## [Document extract]
Google Groups no longer supports new Usenet posts or subscriptions. Historical content remains viewable.
Dismiss

Tone poems? (long)

0 views
Skip to first unread message

Andrea TRAVE

unread,
May 13, 1995, 3:00:00 AM5/13/95
to
It is very difficult to give a reasonable definition of a tone poem. Usually,
when you are referring to this kind of composition, you mean a piece of music
with an extra musical content, eventually a written program which accompanies
the work itself, no clearly defined structure and, usually but not always, a
short range of development.
Yet, this is not a biunivocal definition. Just for the freedom you have in
defining a tone poem, in this category there may be works quite different
each from the others. It is very hard to put together Franck's "Psyche'",
Honegger's "Pacific 231" and Maw's "Odyssey"! Again, you are likely to find
a lot of pieces with some other technical name that fall into the definition
of tone poem.

The origin of the tone poem may be found very early in music history, when
musical form was still a necessity, which some composers of great inventive-
ness tried to overcome. You may think of the extra-musical imitations of
Biber, or of the concertos of Vivaldi (the 4 seasons have 4 sonnets which
literally describe, step by step, the events which music refers to), or of
several works of the Madrigalists in Italy.
Then, the birth of the symphonic genre pushed several more or less known
composers to exploit the symphony "a programma": Haydn, Beethoven (not
Mozart:is just this the reason why I don't like him?). This process continued
until the form literally burst in the hands of the composers. The point of
no return was Berlioz, whose genius gave us a series of "symphonies" (but
you can hardly recognize Romeo and Juliet as a symphony!) that can surely
be called as immediate parents of the tone-poem genre.
You have always two parents for a son (well, sometimes even more!!! ;-) ),
and in this case the mother was the concert ouverture, another genre born
with the Romanticism, and in particular with Carl Maria von Weber. Composers
began to write ouvertures not directly linked to any stage work, which in
a short temporal range described a sort of extra-musical subject (which
may be a literary work, a geographical site, a myth... anything the composer's
fancy could think of), cast in a form that is less strictly defined than a
sonata-form movement. Anyway, this kind of work is normally *inspired* by,
but not strictly *follows* this external subject: so, you cannot find what
a single passage in Mendelssohn's "Hebrides" means, but the piece, in the
whole, give you an impression of the atmosphere of those (wonderful indeed!)
islands.

Then came Ferenc... Liszt was a strenuous advocate of Berlioz and Weber, so
he surely had them as reference points. I think (not sure of this!!!) that
he was the first person who used the definition "tone poems" for his works.

## [To be done]
**a)** Answer these questions from the post on tone poems, each on its own line.
(i) Which composer does the post call the point of no return?
(ii) What genre does the post name as the mother of the tone poem, and with which composer is it linked in particular?
(iii) Who does the writer think, though without being sure, first used the term "tone poems" for his works?
**b)** Summarize the post on tone poems in three sentences.

## [Supplied entries]

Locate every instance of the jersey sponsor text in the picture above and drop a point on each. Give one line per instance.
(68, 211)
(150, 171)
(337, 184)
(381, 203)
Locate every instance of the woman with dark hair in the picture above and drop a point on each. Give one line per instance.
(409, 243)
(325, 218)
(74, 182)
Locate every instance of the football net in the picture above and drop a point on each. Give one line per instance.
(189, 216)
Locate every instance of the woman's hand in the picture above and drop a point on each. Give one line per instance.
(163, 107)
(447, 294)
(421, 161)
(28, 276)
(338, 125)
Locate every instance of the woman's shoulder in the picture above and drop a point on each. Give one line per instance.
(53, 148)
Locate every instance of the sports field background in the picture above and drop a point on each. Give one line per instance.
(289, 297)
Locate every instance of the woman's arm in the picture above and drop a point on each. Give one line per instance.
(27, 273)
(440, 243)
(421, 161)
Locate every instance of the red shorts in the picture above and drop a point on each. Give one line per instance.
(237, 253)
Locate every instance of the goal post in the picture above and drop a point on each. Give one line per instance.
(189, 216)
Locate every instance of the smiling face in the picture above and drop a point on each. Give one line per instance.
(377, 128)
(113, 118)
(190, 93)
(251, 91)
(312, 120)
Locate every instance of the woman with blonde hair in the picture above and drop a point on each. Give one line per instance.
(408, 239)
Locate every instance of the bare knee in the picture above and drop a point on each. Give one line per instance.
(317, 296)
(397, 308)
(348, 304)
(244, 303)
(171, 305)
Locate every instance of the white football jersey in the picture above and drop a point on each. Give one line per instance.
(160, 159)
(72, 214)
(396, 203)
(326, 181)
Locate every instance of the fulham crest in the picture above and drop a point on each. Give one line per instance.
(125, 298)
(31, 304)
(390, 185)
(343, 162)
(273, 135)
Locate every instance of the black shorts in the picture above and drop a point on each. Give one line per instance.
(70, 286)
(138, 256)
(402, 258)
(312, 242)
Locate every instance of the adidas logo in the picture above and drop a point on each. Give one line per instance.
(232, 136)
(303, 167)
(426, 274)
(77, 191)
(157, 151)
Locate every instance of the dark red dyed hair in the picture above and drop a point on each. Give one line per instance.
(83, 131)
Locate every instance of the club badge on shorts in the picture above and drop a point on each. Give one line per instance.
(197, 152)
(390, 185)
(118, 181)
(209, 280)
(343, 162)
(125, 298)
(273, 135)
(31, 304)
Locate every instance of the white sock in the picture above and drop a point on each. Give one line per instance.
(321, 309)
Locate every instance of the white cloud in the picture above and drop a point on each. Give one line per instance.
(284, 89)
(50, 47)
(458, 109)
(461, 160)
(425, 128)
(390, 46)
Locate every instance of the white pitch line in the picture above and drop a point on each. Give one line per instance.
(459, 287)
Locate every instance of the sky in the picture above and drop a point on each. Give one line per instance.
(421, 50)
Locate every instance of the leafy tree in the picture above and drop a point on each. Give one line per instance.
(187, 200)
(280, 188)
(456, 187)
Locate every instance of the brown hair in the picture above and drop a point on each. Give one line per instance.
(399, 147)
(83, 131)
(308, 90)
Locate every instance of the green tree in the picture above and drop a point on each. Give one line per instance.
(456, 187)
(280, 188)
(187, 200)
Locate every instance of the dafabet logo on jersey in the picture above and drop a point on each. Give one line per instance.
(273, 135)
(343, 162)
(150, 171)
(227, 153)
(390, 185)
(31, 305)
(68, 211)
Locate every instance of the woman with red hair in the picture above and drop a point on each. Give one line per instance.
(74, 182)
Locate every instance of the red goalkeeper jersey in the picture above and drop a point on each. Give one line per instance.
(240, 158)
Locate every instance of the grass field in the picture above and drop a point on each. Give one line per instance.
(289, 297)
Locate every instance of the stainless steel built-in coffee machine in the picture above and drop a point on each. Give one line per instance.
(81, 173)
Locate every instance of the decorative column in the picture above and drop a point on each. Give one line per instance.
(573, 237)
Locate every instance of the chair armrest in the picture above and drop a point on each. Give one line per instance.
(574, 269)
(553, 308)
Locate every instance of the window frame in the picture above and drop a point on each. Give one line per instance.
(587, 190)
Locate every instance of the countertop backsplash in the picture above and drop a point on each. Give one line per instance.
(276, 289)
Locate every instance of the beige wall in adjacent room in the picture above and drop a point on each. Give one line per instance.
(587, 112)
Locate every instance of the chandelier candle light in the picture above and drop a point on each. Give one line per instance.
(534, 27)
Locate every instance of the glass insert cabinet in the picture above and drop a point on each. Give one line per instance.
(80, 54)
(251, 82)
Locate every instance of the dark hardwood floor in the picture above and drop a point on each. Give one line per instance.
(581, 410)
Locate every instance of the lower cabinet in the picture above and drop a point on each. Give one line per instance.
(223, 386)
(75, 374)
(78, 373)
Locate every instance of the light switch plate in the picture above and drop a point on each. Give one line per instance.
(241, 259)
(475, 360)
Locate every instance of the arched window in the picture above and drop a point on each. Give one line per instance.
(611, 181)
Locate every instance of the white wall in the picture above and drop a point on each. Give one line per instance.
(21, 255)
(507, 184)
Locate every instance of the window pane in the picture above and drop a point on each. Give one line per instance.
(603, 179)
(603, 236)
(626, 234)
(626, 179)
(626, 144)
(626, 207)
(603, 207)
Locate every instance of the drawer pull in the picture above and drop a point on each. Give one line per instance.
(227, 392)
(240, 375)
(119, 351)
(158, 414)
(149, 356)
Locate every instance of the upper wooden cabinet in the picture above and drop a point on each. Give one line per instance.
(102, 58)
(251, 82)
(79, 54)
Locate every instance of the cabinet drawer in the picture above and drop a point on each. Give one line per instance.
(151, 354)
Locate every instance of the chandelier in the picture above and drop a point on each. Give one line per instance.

## [Expected responses]
**a)**
(i) Berlioz
(ii) The concert ouverture, linked in particular with Carl Maria von Weber
(iii) Liszt

**b)** A tone poem is hard to define, but the term usually means a piece with extra-musical content, sometimes a written program, no clearly defined structure and often a short range of development. Its origins go back to early works such as Biber's imitations, Vivaldi's concertos and the Italian madrigalists, and later the program symphony led to Berlioz, whose "symphonies" were immediate parents of the genre, alongside the concert ouverture associated with Weber. Liszt championed Berlioz and Weber, and the writer thinks, without being sure, that he was the first to call his works tone poems.